**Exercise aim:**
Reproduce the following data line for line, with no changes.

Named object point data
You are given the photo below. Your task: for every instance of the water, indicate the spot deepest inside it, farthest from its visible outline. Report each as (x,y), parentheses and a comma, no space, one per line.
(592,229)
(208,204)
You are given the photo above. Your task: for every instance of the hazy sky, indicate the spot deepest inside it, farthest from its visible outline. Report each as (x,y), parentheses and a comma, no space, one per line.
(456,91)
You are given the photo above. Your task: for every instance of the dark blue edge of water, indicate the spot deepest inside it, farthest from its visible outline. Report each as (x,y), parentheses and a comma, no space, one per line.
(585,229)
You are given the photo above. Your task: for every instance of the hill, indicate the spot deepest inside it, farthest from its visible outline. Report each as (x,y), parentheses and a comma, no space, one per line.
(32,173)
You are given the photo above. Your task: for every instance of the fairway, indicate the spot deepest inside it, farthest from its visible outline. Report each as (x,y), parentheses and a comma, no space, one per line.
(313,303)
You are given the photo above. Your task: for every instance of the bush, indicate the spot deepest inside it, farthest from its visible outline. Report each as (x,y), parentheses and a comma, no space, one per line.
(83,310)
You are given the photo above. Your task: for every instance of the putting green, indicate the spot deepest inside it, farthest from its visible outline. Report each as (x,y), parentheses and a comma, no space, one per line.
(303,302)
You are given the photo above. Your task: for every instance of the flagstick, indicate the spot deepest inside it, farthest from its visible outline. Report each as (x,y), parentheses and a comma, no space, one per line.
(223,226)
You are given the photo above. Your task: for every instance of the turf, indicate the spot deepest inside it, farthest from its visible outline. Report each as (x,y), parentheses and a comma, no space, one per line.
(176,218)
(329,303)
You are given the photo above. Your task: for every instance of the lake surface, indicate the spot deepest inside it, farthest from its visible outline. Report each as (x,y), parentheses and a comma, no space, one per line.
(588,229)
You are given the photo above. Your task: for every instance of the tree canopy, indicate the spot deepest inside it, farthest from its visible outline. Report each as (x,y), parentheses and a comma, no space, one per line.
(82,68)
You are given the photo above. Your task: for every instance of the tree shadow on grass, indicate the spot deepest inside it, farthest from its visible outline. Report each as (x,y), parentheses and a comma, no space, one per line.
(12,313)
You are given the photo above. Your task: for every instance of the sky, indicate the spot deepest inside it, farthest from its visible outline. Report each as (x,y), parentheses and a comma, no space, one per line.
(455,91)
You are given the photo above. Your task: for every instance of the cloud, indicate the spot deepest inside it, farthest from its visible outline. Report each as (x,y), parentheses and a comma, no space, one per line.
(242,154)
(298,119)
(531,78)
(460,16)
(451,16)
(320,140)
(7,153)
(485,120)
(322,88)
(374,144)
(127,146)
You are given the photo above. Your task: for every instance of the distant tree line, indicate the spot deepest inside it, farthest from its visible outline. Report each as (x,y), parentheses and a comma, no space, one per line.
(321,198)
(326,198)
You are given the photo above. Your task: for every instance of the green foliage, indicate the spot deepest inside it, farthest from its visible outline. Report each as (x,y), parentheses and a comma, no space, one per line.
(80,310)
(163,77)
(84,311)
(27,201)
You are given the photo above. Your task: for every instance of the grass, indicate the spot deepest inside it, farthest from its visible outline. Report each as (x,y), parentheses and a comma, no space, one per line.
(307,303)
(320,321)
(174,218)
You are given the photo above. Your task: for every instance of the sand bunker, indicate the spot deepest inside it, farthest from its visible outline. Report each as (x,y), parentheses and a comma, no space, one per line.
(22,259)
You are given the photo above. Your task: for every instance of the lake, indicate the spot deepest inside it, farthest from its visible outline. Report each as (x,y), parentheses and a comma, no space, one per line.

**Full response:**
You are given the photo below. Your task: for every instance of the water, indicate the spot deepest inside it, farthest from its visible outline. Report each as (x,y), parentheses and a comma, no space, one per line.
(592,229)
(208,204)
You are given the photo above. Your task: for every instance of the hazy sky, indicate the spot deepest inside it, farthest from its visible outline. Report each as (x,y), parentheses and a comma, no space, one per line.
(456,91)
You are given the photo above. Your task: for every instance of the dark blue edge of water, indicate the spot deepest inside it, farthest from its visible outline. Report each as (x,y), parentheses and a comma, no space, one per line.
(585,229)
You are given the photo above. Your task: for every instance of the hill, indicate the spot deepest inside it, farthest from its visible outline. Report each as (x,y), parentheses and a comma, no space, one per line.
(32,173)
You are given the photo above. Your task: for every instance of the fairway, indicate the spot deepest inside it, farthest from its visible outline. Report each as (x,y), parentheses and a comma, no space, one per line.
(313,303)
You are given the photo above. Your task: for every instance of the bush, indicate the spot deepest inside it, farthest from its visible outline. Report each as (x,y), parentheses and a comma, no space, one per line.
(83,310)
You are given the photo above. Your task: for every instance of the putting green, indicate the spot deepest inside it, farthest from its visible outline. Report each as (x,y), parentheses and a comma, no space, one per line.
(303,302)
You are given the photo above. Your task: for every instance of the flagstick, indicate the spot deepest inside it, farthest from its visible outline. Report each as (x,y), parentheses and a comma, no space, one per line.
(223,226)
You are given the photo above. Your task: for every instance of the turf, indicate the spot deepest inside it, farthest from its visible outline. Report each as (x,y), parentheses and a comma, no space, one per line.
(176,218)
(329,303)
You are given the photo above. Your task: for every instance of the lake surface, indicate the spot deepest inside it, farthest from its visible outline. Report each as (x,y), parentheses and a comma, no space, one per line.
(588,229)
You are given the photo above. Your task: for every instance of the tree canopy, indicate the spot deepest inside it, farthest from its visible outline. Report each as (x,y), parentheses and a comma, no space, one per line.
(82,68)
You are given the photo above. Your task: for every instance of the tree shadow on grass, indicate the spot deepest inside it, farthest from its visible outline. Report each as (x,y), parentheses and a comma, no space, one per line.
(12,313)
You are given the photo above. Your task: for every instance of the sky, indicate the spot deepest inside it, farthest from its visible outline. Report each as (x,y), parentheses and a comma, no space, one per line.
(455,91)
You are given the photo above. Your task: for every instance of the cloud, indicate the spot deepest inside it, farthest from its visible outline. Report each as (x,y), parentheses and a comma, no space, one per line.
(242,154)
(298,119)
(531,78)
(460,16)
(451,16)
(320,140)
(7,153)
(485,120)
(322,88)
(374,144)
(127,146)
You are given the photo above. Your task: for every instance of the distant tree line, indicate the spot deepest inside it, farthest from its visible outline. Report each as (x,y), parentheses and a comma, no space, one per line.
(321,198)
(326,198)
You are given the photo above. Your task: for every instance of the green foliage, indicate the spot deepest inside it, farthest from its visible outline. Report each as (x,y), parentheses and a comma, no space, one per line.
(80,310)
(163,77)
(84,311)
(27,201)
You are given the photo above. Your task: for every instance of the grass, indicate the spot deepest inside it, farthest from its visible outline. Report each as (x,y), parentheses and a comma, no space, one per line.
(307,303)
(320,321)
(174,218)
You are given the photo above. Your task: for every instance of the sand bunker, indicate the spot deepest inside it, farthest from its visible outline. Report each as (x,y), parentheses and a comma, no space, one per line.
(22,259)
You are given the photo above. Your task: for every instance of the lake, indicate the spot deepest inside it, farthest from its visible outline. Report each as (x,y), parentheses and a comma, no space, one per line.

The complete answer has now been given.